REQUIRED TASK ▸ Pictures within the data are to be left out; everything else must be reproduced exactly.

DATA IN THIS EXERCISE ▸
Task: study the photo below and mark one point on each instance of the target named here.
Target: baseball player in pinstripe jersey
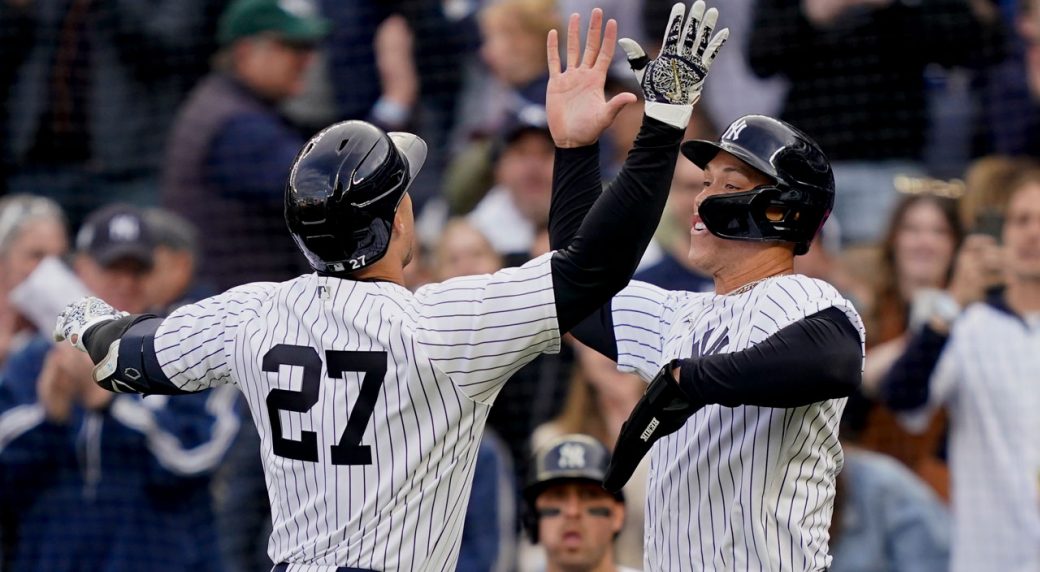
(369, 399)
(748, 383)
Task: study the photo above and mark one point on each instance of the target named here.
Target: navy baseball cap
(566, 459)
(117, 233)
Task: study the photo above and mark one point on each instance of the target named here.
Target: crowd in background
(146, 145)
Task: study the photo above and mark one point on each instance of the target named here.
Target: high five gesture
(575, 106)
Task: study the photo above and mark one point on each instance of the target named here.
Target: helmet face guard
(767, 213)
(793, 207)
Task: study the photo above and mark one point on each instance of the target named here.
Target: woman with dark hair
(917, 256)
(917, 253)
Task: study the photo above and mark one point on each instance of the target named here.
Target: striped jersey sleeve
(191, 343)
(643, 315)
(787, 300)
(479, 330)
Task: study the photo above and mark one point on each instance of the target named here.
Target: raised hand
(672, 83)
(574, 103)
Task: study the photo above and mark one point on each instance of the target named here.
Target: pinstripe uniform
(369, 400)
(988, 378)
(745, 488)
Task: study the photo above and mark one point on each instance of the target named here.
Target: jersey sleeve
(479, 330)
(790, 299)
(643, 314)
(191, 345)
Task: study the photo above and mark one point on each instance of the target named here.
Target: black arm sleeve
(814, 359)
(905, 387)
(137, 368)
(596, 260)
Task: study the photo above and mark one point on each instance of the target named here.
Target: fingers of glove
(715, 47)
(637, 57)
(671, 43)
(593, 37)
(704, 30)
(693, 29)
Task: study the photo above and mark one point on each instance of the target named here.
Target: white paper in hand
(42, 296)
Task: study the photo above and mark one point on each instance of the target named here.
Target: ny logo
(703, 347)
(733, 131)
(125, 228)
(571, 457)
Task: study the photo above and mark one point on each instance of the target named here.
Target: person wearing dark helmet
(566, 509)
(370, 399)
(747, 383)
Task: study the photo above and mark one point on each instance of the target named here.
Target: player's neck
(384, 270)
(744, 270)
(1023, 295)
(605, 565)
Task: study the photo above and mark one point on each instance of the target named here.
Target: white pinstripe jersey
(988, 378)
(746, 488)
(369, 400)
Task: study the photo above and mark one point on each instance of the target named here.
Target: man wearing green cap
(230, 150)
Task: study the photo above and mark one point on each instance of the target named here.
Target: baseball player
(369, 399)
(747, 383)
(566, 509)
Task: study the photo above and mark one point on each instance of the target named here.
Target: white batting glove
(79, 316)
(672, 82)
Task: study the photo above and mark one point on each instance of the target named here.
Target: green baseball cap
(295, 21)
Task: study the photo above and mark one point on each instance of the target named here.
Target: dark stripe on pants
(283, 567)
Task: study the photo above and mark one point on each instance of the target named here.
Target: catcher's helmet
(565, 459)
(343, 190)
(801, 196)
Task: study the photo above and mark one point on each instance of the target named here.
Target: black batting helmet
(791, 209)
(343, 190)
(566, 459)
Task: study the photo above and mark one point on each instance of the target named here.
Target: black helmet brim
(701, 152)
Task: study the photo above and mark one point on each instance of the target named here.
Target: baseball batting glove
(76, 319)
(672, 82)
(663, 410)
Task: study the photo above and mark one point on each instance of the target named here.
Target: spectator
(230, 151)
(489, 534)
(986, 184)
(31, 228)
(982, 363)
(824, 262)
(514, 210)
(885, 518)
(171, 283)
(464, 251)
(114, 255)
(97, 481)
(94, 88)
(599, 399)
(568, 512)
(857, 86)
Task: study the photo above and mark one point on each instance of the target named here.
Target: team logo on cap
(124, 228)
(733, 131)
(572, 457)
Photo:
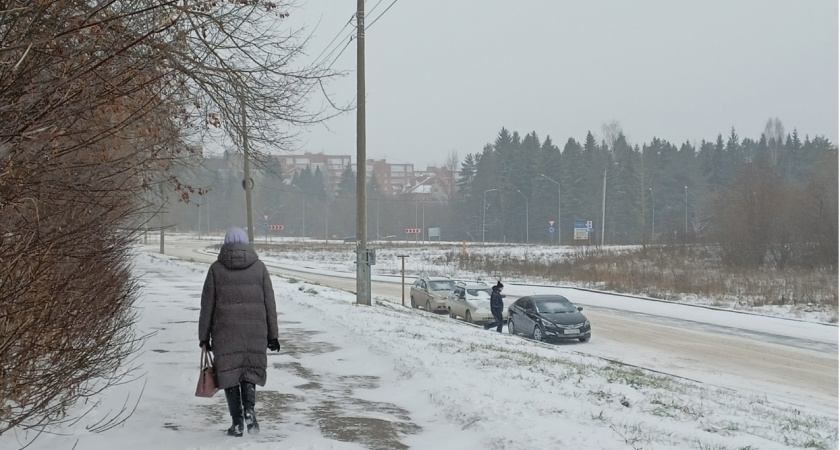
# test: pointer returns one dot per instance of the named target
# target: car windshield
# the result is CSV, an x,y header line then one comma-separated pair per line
x,y
555,306
480,293
441,285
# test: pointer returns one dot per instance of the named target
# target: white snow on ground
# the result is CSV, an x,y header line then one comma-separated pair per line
x,y
442,384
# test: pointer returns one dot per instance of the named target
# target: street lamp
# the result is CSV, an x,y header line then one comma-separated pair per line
x,y
653,220
686,215
303,233
526,215
559,221
484,213
604,208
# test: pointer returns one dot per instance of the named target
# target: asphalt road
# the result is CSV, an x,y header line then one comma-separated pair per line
x,y
785,369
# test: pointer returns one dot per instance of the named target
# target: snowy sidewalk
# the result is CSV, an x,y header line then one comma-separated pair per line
x,y
391,377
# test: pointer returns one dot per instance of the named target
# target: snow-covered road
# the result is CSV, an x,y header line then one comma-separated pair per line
x,y
793,360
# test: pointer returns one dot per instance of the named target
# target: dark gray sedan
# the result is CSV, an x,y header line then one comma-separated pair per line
x,y
548,317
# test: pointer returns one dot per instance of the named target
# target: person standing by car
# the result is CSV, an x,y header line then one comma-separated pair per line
x,y
496,307
238,318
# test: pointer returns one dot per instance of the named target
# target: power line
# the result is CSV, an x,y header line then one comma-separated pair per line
x,y
379,16
349,21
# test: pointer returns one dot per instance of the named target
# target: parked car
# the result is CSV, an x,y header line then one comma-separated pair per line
x,y
471,300
430,293
548,317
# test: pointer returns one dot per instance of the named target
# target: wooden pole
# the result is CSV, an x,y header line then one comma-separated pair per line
x,y
402,272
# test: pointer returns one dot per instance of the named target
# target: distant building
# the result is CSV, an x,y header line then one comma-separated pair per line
x,y
331,166
433,184
392,178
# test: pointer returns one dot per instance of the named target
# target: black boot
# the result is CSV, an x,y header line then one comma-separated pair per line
x,y
234,399
249,399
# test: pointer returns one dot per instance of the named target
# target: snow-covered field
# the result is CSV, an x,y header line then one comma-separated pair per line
x,y
386,376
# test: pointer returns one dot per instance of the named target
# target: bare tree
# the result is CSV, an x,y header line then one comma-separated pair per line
x,y
99,104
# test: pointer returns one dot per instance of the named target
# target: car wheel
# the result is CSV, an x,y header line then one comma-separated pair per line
x,y
538,336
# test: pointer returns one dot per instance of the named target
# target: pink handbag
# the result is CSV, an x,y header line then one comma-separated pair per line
x,y
207,386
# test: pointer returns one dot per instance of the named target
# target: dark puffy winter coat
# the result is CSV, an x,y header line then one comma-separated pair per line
x,y
496,301
238,313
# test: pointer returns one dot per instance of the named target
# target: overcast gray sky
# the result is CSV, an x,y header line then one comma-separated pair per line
x,y
446,75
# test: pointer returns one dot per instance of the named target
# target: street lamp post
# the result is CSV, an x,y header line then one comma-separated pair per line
x,y
526,215
686,215
423,231
604,208
303,233
559,220
653,220
484,213
326,218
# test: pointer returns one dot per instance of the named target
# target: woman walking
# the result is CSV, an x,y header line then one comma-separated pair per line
x,y
239,320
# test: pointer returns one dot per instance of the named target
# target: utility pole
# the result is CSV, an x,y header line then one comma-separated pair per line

SOLUTION FOR THIS EXERCISE ▸
Task: study the photo below and mark one point on each instance of the target named here.
Target: baseball player in pinstripe jersey
(369, 399)
(748, 383)
Task: study the photo above and mark one point on each instance of the target named here.
Target: navy baseball cap
(566, 459)
(117, 233)
Task: study the photo above and mark one point on each instance of the target named here.
Target: crowd in background
(146, 145)
Task: study the photo above and mark one point on each instance of the target named here.
Target: high five gesture
(575, 106)
Task: study the photo above and mark one point on each instance of the target named here.
Target: helmet face guard
(767, 213)
(793, 207)
Task: study the photo above and mark one point on each instance of the target named here.
Target: woman with dark hair
(917, 256)
(917, 253)
Task: study the photo above and mark one point on each instance of the target named here.
Target: striped jersey sleeve
(191, 343)
(643, 315)
(787, 300)
(479, 330)
Task: study the photo above and mark one point on each instance of the target named here.
Target: raised hand
(672, 83)
(574, 103)
Task: study the photo above and mark one point on each instance of the target named here.
Target: pinstripe uniform
(369, 400)
(988, 378)
(745, 488)
Task: study the photo above and mark one point on each instance of the target named here.
Target: jersey sleeve
(479, 330)
(790, 299)
(643, 314)
(191, 345)
Task: study the photo above and mark one point on each instance of the target named here.
Target: black arm sleeve
(814, 359)
(905, 387)
(137, 368)
(596, 260)
Task: study the photo above and mark one point on each instance of the target named here.
Target: fingers of glove
(715, 47)
(637, 57)
(671, 43)
(593, 37)
(704, 30)
(693, 29)
Task: study the photo above and mark one point on each instance of the target named here.
Target: white paper in hand
(42, 296)
Task: study the photo above and mark one point on each instance of the target named here.
Target: ny logo
(703, 347)
(733, 131)
(125, 228)
(571, 457)
Task: study the photo above and mark one point on each instance of the target named here.
Target: person wearing dark helmet
(566, 509)
(370, 399)
(747, 383)
Task: study the photo above and mark one point on each instance of the target named here.
Target: player's neck
(384, 270)
(744, 270)
(1023, 295)
(605, 565)
Task: study the photo above and mark one point on each instance of the target named here.
Target: white pinstripe jersey
(988, 378)
(746, 488)
(369, 400)
Task: study the photo above and mark one point on each instance of the target named here.
Target: man wearing green cap
(230, 150)
Task: study the photo above and mark one point on each instance of the target named here.
Target: baseball player
(369, 399)
(747, 383)
(566, 509)
Task: study the photo above and mark one point on each instance of the target named here.
Target: white batting glove
(79, 316)
(672, 82)
Task: study the photo above and mark one point on each instance of the target named here.
Target: green baseball cap
(295, 21)
Task: study the photo above and mark one point on each instance of the target named here.
Target: dark stripe on pants
(283, 567)
Task: study the photo above and mark one point on each instance of the target named here.
Target: catcher's helmet
(565, 459)
(343, 190)
(801, 196)
Task: study the photo above and mark one point on each instance of the target named here.
Target: black batting helmet
(791, 209)
(343, 190)
(566, 459)
Task: study the photo above and mark one point on each instance of the target named here.
Target: black helmet brim
(701, 152)
Task: study the photo above and mark one point on each instance of the target named here.
Target: baseball batting glove
(76, 319)
(672, 82)
(663, 410)
Task: study the photo above and mark one point on each instance of the target named here.
Target: spectator
(230, 151)
(489, 534)
(986, 184)
(31, 228)
(982, 363)
(824, 262)
(514, 210)
(885, 518)
(171, 283)
(464, 251)
(114, 255)
(97, 481)
(94, 88)
(599, 399)
(568, 512)
(857, 86)
Task: study the photo above and mark one point on each instance of the target named here.
Target: team logo on cap
(124, 228)
(733, 131)
(572, 457)
Photo:
# test: pointer returns one dot per instance of the named target
# target: car windshield
# the result is CSV, an x,y header line then one comma-separated pair per line
x,y
555,306
480,293
441,285
# test: pointer returns one dot per instance of the named target
# target: white snow on ground
# the result is CSV, an x,y header line then one comma-separated pair per line
x,y
442,384
# test: pointer returns one dot per instance of the named target
# target: street lamp
# the result is CSV, an x,y header line then one comma-separated pair per line
x,y
653,220
686,215
303,233
526,215
559,221
484,213
604,208
# test: pointer returns one dot per instance of the named target
# target: asphalt road
# the result is CSV, an x,y header line then one comma-separated pair per line
x,y
785,369
# test: pointer returns one dot per instance of the named target
# target: snowy sidewalk
# the result is CSV, an x,y header line then one comma-separated pair per line
x,y
391,377
# test: pointer returns one dot per instance of the named target
# target: snow-covered road
# the result is CSV, an x,y header line then one comma-separated pair per line
x,y
793,360
# test: pointer returns one dot per instance of the named target
# target: dark gray sedan
# the result is CSV, an x,y header line then one comma-separated pair per line
x,y
548,317
# test: pointer returns one dot per instance of the named target
# target: person standing by car
# the result is CSV, an x,y header line then one comma-separated pair per line
x,y
496,307
238,318
# test: pointer returns one dot per instance of the named target
# target: power line
# the result is CSV, an x,y header line then one comma-separated pair per line
x,y
379,16
349,21
# test: pointer returns one dot per instance of the named target
# target: parked car
# the result is CSV, an x,y header line then one comma-separated pair per line
x,y
471,300
430,293
548,317
# test: pointer returns one dot per instance of the named target
# target: wooden pole
# the result is CSV, an x,y header line then one comma-separated pair per line
x,y
402,272
# test: pointer returns one dot per instance of the named target
# target: distant building
# the result is CSV, an x,y header line then one comma-separated pair per line
x,y
331,166
433,184
392,178
# test: pointer returns one dot per instance of the named target
# target: black boot
# the result is CSV, an x,y header line then one comma-separated pair per line
x,y
234,399
249,399
# test: pointer returns one dot per instance of the named target
# target: snow-covered field
# the result is CSV, an x,y header line then one comma-separated pair per line
x,y
386,376
# test: pointer returns one dot per instance of the named target
# target: bare tree
# the result is CSV, an x,y header line then one comma-separated pair per line
x,y
99,104
# test: pointer returns one dot per instance of the named target
# target: car wheel
# the result is CSV, an x,y header line then one comma-separated pair per line
x,y
538,336
# test: pointer returns one dot per instance of the named target
# target: pink handbag
# the result is CSV, an x,y header line then one comma-separated pair per line
x,y
207,386
# test: pointer returns one dot per instance of the named target
# target: dark puffy winter coat
# the result is CSV, an x,y header line then one comma-separated pair per line
x,y
496,301
238,313
# test: pointer returns one dot per instance of the named target
# target: overcast gray sky
# the result is CSV, an x,y header line then one comma-separated pair per line
x,y
446,75
# test: pointer returns one dot per instance of the named target
# target: street lamp post
# the result is CSV, an x,y header line then one comma-separated pair per line
x,y
526,215
686,215
423,231
604,208
303,233
559,220
653,220
484,213
326,218
# test: pointer returns one dot per instance of the named target
# target: woman walking
# the result is CSV, an x,y header line then one comma-separated pair per line
x,y
239,320
# test: pointer returns one dot per instance of the named target
# target: utility pole
# the result is CSV, an x,y header line then one comma-separated pair per line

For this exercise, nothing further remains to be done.